> **Given records**
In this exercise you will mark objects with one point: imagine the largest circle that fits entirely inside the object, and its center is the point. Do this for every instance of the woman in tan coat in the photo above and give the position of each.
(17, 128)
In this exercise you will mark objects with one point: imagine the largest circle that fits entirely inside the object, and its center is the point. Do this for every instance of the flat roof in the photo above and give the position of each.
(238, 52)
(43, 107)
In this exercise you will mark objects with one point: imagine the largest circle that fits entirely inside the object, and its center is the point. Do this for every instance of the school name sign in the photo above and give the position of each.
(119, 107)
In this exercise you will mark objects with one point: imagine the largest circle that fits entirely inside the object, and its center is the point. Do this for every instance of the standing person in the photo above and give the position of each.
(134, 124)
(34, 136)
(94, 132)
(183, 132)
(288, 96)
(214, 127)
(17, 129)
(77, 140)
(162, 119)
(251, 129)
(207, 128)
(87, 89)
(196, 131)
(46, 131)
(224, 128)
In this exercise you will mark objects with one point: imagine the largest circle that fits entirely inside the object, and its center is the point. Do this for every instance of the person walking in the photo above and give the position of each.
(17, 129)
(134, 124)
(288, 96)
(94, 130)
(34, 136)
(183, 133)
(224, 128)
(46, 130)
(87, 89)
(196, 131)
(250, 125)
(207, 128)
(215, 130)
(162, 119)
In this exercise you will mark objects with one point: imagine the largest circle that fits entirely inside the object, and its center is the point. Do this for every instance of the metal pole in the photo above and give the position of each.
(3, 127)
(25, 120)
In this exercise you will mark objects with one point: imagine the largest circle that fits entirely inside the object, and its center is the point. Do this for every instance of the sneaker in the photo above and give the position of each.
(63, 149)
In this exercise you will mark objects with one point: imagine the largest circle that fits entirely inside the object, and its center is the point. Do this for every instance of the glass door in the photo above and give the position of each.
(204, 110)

> **What the task requires**
The entries shown above should be duplicated exactly.

> **Result of this exercise**
In this exercise you will mark objects with one point: imagine the largest circle that fits entirely inside the object, and its center is the point. Do this for every instance of the woman in tan coat in the photo above and give the position of each.
(17, 128)
In this exercise you will mark objects with one point: imagine the largest circle that fits entirely inside the object, and its center is the point. Do this for every instance of the flat roof in the photo above and give the position of each.
(238, 52)
(43, 107)
In this exercise you will mark objects with one point: imagine the largest circle that fits entirely inside the object, and its center is the point. Do this for every instance of the school name sign in the photo above and give the position of each.
(119, 107)
In this exercise you will mark objects with one point: imagine the largest circle that fits entirely inside the object, and its center is the point. Do this for every instance of the standing person in the photo above and give the position of each.
(134, 124)
(34, 136)
(94, 132)
(183, 132)
(288, 96)
(214, 127)
(17, 129)
(77, 140)
(162, 119)
(251, 129)
(207, 128)
(87, 89)
(196, 131)
(46, 131)
(224, 128)
In this exercise you will mark objects with one point: imagine the largest circle that fits entirely inside the object, and its center is the point. Do this for every instance of the person walking in the photo above and give the position of each.
(17, 129)
(134, 124)
(288, 96)
(94, 130)
(34, 136)
(183, 133)
(224, 128)
(46, 130)
(87, 89)
(196, 131)
(250, 125)
(207, 128)
(215, 130)
(162, 119)
In this exercise you will mark objects with one point: imagine the largest circle that fits entirely inside the object, and its center is the point. Do this for every instance of the metal pole in the photo above and give the position of each.
(3, 127)
(25, 120)
In this exercise you will mark objects with one point: imagine the largest circle that fits entirely inside the object, and its center is the point. Do this for every instance of the sneaker in the photo above and give the position of each.
(63, 149)
In this exercise you will mark objects with one point: imagine the largest circle that fits entirely inside the object, and its center is the point. Do this for every instance of the glass door in the photo above and give the position of each.
(204, 110)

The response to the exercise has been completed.